= INSTRUCTIONS FOR THE TASK =
Display each line of the entries below that contains the word "leaf", where case counts.

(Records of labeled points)
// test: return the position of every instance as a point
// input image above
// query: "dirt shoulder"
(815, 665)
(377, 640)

==

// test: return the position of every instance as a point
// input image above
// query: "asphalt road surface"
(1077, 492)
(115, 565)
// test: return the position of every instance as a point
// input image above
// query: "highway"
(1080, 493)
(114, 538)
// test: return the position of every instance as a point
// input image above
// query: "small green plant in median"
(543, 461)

* * *

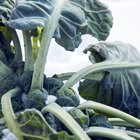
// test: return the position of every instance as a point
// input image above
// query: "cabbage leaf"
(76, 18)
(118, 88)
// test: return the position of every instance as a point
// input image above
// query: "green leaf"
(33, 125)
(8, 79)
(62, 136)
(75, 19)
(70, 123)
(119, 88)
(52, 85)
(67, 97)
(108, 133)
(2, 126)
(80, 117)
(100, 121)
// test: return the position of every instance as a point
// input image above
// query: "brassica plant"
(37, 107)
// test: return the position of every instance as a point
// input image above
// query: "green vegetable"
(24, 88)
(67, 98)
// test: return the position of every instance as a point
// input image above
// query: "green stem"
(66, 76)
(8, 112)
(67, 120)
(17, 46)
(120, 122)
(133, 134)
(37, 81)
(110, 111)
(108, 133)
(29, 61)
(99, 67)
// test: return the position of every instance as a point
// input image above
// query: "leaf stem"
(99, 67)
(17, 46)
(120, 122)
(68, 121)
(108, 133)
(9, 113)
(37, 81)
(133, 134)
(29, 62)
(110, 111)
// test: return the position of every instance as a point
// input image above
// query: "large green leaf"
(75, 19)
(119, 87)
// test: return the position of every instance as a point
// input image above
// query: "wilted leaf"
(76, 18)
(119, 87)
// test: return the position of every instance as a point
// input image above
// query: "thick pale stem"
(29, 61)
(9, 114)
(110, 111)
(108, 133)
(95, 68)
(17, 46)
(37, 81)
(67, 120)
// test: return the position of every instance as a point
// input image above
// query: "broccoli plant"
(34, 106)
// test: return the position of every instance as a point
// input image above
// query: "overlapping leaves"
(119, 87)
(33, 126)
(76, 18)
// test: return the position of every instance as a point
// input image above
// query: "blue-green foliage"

= THE REPLY =
// query: "cabbage leaf"
// query: "green leaf"
// query: "leaf stem"
// query: "large green leaf"
// query: "wilted leaf"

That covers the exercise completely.